§ Task to carry out
Each record has to be returned exactly as it appears.
----- Information supplied
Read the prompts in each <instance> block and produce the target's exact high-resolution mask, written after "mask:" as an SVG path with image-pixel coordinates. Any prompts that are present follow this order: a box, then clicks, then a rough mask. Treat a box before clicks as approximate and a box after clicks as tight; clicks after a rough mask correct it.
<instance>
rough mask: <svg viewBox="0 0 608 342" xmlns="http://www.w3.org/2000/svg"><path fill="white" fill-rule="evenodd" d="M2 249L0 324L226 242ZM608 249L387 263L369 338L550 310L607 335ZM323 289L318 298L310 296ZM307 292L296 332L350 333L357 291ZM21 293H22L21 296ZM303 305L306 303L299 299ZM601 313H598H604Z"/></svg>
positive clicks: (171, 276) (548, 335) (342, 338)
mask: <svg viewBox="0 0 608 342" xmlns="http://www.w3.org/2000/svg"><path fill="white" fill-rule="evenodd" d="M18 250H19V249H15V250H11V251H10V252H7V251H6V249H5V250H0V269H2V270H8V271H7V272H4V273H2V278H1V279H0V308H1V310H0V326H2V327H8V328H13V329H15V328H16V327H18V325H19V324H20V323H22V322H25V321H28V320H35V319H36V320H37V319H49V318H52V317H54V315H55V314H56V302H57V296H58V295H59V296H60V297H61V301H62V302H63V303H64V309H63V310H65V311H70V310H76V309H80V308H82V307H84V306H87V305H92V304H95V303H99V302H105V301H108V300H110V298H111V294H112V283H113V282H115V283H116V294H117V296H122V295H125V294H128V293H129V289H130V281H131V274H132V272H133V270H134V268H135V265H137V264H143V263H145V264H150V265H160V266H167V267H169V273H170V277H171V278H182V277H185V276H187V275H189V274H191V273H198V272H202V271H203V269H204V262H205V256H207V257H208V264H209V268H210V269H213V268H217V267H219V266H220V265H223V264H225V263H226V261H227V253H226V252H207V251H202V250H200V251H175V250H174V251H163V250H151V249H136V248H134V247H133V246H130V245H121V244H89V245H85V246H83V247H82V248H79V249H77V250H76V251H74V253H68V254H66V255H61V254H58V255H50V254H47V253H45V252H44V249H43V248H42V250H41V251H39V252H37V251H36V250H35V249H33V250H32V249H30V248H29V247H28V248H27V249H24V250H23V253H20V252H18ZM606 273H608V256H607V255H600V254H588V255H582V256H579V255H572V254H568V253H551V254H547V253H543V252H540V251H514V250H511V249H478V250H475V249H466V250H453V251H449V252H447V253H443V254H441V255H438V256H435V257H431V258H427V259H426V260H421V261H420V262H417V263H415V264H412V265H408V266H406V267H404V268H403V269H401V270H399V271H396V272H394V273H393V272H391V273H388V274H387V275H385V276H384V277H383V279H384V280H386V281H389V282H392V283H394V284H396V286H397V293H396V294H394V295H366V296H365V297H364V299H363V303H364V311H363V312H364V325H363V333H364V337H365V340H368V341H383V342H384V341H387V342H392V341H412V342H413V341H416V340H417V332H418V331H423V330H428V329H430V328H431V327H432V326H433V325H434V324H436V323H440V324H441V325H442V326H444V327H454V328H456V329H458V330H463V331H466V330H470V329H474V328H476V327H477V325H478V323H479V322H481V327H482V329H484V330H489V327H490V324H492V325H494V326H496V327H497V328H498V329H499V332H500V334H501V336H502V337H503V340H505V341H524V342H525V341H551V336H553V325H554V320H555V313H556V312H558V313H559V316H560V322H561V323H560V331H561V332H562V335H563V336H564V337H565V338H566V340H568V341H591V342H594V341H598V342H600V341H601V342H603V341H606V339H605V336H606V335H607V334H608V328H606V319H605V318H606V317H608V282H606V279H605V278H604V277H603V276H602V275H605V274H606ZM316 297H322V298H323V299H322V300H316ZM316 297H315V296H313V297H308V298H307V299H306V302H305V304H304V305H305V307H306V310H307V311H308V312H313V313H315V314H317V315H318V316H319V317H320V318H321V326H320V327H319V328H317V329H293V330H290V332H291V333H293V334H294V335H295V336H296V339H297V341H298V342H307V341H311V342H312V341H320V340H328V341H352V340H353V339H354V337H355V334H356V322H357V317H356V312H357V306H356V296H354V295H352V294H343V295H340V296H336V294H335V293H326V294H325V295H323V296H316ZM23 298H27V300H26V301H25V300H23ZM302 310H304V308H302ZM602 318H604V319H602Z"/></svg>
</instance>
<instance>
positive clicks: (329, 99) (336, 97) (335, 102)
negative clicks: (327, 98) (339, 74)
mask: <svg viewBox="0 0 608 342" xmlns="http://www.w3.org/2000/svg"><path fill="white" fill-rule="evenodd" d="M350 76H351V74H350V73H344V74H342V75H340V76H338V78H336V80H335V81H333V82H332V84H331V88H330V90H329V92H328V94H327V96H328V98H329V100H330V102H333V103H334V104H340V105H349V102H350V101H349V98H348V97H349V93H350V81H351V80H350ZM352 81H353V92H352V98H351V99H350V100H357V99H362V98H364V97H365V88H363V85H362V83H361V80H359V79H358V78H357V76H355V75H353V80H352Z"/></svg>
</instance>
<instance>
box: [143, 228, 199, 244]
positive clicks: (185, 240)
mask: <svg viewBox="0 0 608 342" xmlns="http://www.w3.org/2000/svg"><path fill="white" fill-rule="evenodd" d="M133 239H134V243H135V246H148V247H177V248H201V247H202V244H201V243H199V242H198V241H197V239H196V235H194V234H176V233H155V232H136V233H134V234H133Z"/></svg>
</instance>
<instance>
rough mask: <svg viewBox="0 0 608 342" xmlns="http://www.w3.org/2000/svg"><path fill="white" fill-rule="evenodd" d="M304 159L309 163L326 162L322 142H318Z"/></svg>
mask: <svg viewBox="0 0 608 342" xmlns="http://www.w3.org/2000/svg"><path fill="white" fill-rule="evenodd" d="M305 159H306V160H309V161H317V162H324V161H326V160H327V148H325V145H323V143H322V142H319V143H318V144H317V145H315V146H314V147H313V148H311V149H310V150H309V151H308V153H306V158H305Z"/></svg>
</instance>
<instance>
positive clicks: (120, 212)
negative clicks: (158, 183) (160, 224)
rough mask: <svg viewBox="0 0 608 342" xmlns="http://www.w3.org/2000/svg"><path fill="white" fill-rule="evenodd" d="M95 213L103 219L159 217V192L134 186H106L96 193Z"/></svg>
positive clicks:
----------
§ Output of the task
Read the prompts in each <instance> block and produce the target's exact high-resolution mask, written after "mask:" as an SVG path with image-pixel coordinates. Any prompts that are present follow this order: a box, then clicks, then a rough mask. Treat a box before clicks as approximate and a box after clicks as tight; clicks after a rough mask correct it.
<instance>
rough mask: <svg viewBox="0 0 608 342" xmlns="http://www.w3.org/2000/svg"><path fill="white" fill-rule="evenodd" d="M2 249L0 324L226 242ZM608 249L387 263L369 338L550 310L607 335ZM323 289L318 298L310 296ZM307 292L296 332L350 333L357 291ZM21 293H22L21 296ZM303 305L306 303L299 299ZM601 313H598H604Z"/></svg>
positive clicks: (171, 276) (548, 335) (342, 338)
mask: <svg viewBox="0 0 608 342" xmlns="http://www.w3.org/2000/svg"><path fill="white" fill-rule="evenodd" d="M18 250H19V249H15V250H11V251H10V252H7V251H6V249H5V250H0V269H2V270H8V271H7V272H4V273H2V278H1V279H0V308H1V310H0V326H2V327H8V328H13V329H15V328H16V327H18V325H19V324H20V323H22V322H25V321H28V320H35V319H36V320H37V319H49V318H52V317H54V315H55V314H56V302H57V296H58V295H59V296H60V297H61V301H62V302H63V303H64V309H63V310H65V311H70V310H76V309H80V308H82V307H84V306H87V305H92V304H95V303H99V302H105V301H108V300H110V298H111V294H112V283H113V282H115V283H116V294H117V296H122V295H125V294H128V293H129V289H130V281H131V274H132V272H133V270H134V268H135V265H137V264H143V263H145V264H150V265H160V266H167V267H169V273H170V277H171V278H182V277H185V276H187V275H189V274H191V273H198V272H202V271H203V269H204V262H205V256H207V257H208V264H209V268H210V269H213V268H217V267H219V266H220V265H223V264H225V263H226V261H227V253H226V252H207V251H202V250H200V251H175V250H174V251H163V250H151V249H136V248H134V247H133V246H130V245H121V244H89V245H85V246H83V247H82V248H79V249H77V250H76V251H74V253H68V254H66V255H61V254H58V255H50V254H47V253H45V252H44V249H43V248H42V250H41V251H39V252H37V251H36V250H35V249H33V250H32V249H30V248H29V247H28V248H27V249H24V250H23V253H20V252H18ZM606 273H608V256H607V255H600V254H588V255H582V256H579V255H572V254H568V253H551V254H547V253H543V252H540V251H514V250H511V249H478V250H475V249H466V250H453V251H449V252H447V253H443V254H441V255H438V256H435V257H431V258H427V259H426V260H421V261H420V262H417V263H415V264H412V265H408V266H406V267H404V268H403V269H401V270H399V271H396V272H394V273H393V272H391V273H388V274H387V275H385V276H384V277H383V279H384V280H386V281H389V282H392V283H394V284H396V286H397V293H396V294H394V295H366V296H365V297H364V299H363V303H364V311H363V312H364V325H363V333H364V337H365V340H368V341H383V342H384V341H387V342H392V341H412V342H413V341H416V340H417V332H418V331H423V330H428V329H430V328H431V327H432V326H433V325H434V324H436V323H440V324H441V325H442V326H444V327H454V328H456V329H458V330H463V331H466V330H470V329H474V328H476V327H477V325H478V323H479V322H481V327H482V329H484V330H489V327H490V324H492V325H494V326H496V327H497V328H498V329H499V332H500V334H501V336H502V337H503V340H505V341H524V342H525V341H551V336H553V325H554V320H555V313H556V312H558V313H559V316H560V322H561V323H560V331H561V332H562V335H563V336H564V337H565V338H566V340H568V341H591V342H594V341H598V342H600V341H601V342H603V341H606V339H605V336H606V335H607V334H608V328H606V319H605V318H606V317H608V282H606V279H605V278H604V277H603V276H602V275H605V274H606ZM316 297H322V298H323V299H322V300H316ZM316 297H315V296H313V297H308V298H307V299H306V302H305V304H304V305H305V307H306V310H307V311H308V312H313V313H315V314H317V315H318V316H319V317H320V318H321V326H320V327H319V328H317V329H293V330H290V332H291V333H293V334H294V335H295V336H296V339H297V341H298V342H307V341H311V342H312V341H320V340H328V341H352V340H353V339H354V337H355V334H356V322H357V317H356V312H357V306H356V296H354V295H352V294H343V295H340V296H336V294H335V293H326V294H325V295H323V296H316ZM23 298H27V300H26V301H25V300H23ZM302 310H304V308H302ZM602 318H604V319H602Z"/></svg>
</instance>
<instance>
positive clicks: (329, 99) (336, 97) (335, 102)
negative clicks: (327, 98) (339, 74)
mask: <svg viewBox="0 0 608 342" xmlns="http://www.w3.org/2000/svg"><path fill="white" fill-rule="evenodd" d="M350 76H351V74H350V73H344V74H342V75H340V76H338V78H336V80H335V81H333V82H332V84H331V88H330V90H329V92H328V94H327V96H328V98H329V100H330V102H333V103H334V104H340V105H349V102H350V101H349V98H348V97H349V93H350V81H351V80H350ZM352 81H353V92H352V98H351V99H350V100H357V99H362V98H364V97H365V88H363V85H362V83H361V80H359V79H358V78H357V76H355V75H353V80H352Z"/></svg>
</instance>
<instance>
box: [143, 228, 199, 244]
positive clicks: (185, 240)
mask: <svg viewBox="0 0 608 342" xmlns="http://www.w3.org/2000/svg"><path fill="white" fill-rule="evenodd" d="M133 239H134V243H135V246H148V247H177V248H201V247H202V244H201V243H199V242H198V241H197V239H196V235H194V234H176V233H155V232H136V233H134V234H133Z"/></svg>
</instance>
<instance>
rough mask: <svg viewBox="0 0 608 342" xmlns="http://www.w3.org/2000/svg"><path fill="white" fill-rule="evenodd" d="M304 159L309 163L326 162L322 142H318Z"/></svg>
mask: <svg viewBox="0 0 608 342" xmlns="http://www.w3.org/2000/svg"><path fill="white" fill-rule="evenodd" d="M305 159H306V160H309V161H317V162H324V161H326V160H327V148H325V145H323V143H322V142H319V143H318V144H317V145H315V146H314V147H313V148H311V149H310V150H309V151H308V153H306V158H305Z"/></svg>
</instance>
<instance>
positive clicks: (120, 212)
negative clicks: (158, 183) (160, 224)
rough mask: <svg viewBox="0 0 608 342" xmlns="http://www.w3.org/2000/svg"><path fill="white" fill-rule="evenodd" d="M95 213L103 219L159 217V192L134 186H106L96 193Z"/></svg>
positive clicks:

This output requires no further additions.